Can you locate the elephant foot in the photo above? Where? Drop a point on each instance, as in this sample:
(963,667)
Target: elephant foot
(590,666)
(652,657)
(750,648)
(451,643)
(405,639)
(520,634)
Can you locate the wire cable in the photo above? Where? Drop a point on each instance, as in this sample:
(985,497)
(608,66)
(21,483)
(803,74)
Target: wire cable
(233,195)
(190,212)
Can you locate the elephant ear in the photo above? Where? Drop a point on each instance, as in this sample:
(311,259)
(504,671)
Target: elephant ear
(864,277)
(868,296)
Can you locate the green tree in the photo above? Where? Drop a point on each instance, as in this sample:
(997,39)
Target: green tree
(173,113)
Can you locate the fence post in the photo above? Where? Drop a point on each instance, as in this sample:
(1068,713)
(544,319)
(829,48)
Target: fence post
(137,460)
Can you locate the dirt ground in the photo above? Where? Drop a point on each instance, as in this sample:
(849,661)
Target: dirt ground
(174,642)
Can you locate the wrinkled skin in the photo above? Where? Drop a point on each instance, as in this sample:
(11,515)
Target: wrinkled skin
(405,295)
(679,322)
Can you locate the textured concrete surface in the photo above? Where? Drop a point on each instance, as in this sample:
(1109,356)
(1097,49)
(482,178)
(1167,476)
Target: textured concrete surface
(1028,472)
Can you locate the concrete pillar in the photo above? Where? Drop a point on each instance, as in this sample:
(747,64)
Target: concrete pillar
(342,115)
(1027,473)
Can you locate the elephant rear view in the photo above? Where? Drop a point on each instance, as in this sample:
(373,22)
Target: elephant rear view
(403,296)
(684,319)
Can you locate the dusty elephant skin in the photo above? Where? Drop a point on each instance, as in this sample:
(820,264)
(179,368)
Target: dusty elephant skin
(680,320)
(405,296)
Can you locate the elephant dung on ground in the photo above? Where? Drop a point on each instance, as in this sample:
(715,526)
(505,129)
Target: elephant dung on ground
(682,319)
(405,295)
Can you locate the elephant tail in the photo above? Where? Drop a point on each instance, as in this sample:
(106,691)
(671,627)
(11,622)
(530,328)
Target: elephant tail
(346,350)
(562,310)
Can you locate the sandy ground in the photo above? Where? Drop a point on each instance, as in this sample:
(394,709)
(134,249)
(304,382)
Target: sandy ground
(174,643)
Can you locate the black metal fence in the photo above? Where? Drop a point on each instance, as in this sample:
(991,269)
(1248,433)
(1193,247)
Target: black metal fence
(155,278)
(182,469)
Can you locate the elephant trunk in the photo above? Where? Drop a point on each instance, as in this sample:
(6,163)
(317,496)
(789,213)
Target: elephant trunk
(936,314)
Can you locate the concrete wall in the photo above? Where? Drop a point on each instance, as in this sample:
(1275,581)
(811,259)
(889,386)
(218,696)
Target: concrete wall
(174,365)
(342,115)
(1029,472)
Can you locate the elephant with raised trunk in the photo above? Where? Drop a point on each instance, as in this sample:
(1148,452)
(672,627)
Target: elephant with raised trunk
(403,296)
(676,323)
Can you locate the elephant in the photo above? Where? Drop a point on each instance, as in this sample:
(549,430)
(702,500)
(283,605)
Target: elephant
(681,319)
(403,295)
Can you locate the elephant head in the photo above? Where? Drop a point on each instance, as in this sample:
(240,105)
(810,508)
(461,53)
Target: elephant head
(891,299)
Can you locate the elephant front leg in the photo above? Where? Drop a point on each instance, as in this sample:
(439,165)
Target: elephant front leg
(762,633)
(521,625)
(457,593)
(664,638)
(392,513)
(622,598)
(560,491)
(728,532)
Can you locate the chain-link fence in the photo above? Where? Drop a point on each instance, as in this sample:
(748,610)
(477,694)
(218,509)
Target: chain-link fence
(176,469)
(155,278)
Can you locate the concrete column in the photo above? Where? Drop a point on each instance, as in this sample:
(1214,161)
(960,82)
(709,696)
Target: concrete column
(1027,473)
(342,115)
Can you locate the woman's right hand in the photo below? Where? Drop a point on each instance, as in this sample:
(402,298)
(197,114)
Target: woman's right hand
* * * * *
STATED GOAL | Everything from the line containing "Can you locate the concrete wall" to the last line of the entries above should be quoted exactly, and only that.

TASK OUTPUT |
Can you locate the concrete wall in the photo above? Where? Drop a point on each instance, as in this sample:
(1275,581)
(811,259)
(889,386)
(218,696)
Target: concrete wall
(174,365)
(342,115)
(1029,472)
Can you locate the elephant with raised trunk in the photo above? Where? Drop a point on each instance, as in this sample:
(1148,452)
(672,627)
Target: elephant with raised trunk
(403,296)
(676,323)
Can you locate the elephant in the photo above? Where? Drop a point on each instance, as in this sample:
(549,430)
(702,500)
(283,605)
Target: elephant
(681,319)
(403,295)
Can you locate the elephant head in the photo above? Where? Drop a point on each instance, as in this sample:
(240,105)
(810,508)
(461,53)
Target: elephant head
(891,299)
Can you locate the elephant front leg in the photo above? Where? Drop a point on each instance, as in this sample:
(439,165)
Target: elephant front leg
(762,633)
(521,625)
(457,593)
(664,638)
(392,513)
(622,598)
(560,491)
(728,532)
Can you locate the chain-link fence in the photo above? Where? Drop a point on each instance, as in this sample:
(748,610)
(477,694)
(218,509)
Target: chain-link fence
(176,469)
(155,278)
Can you locate the concrete column in the photo above? Where? Drop a point on each instance, as in this sample:
(1214,161)
(960,82)
(709,696)
Target: concrete column
(1027,473)
(342,115)
Can you locate the woman's right hand in the photo below? Where? Drop a point on each instance, as in this sample:
(402,298)
(197,114)
Target: woman's right hand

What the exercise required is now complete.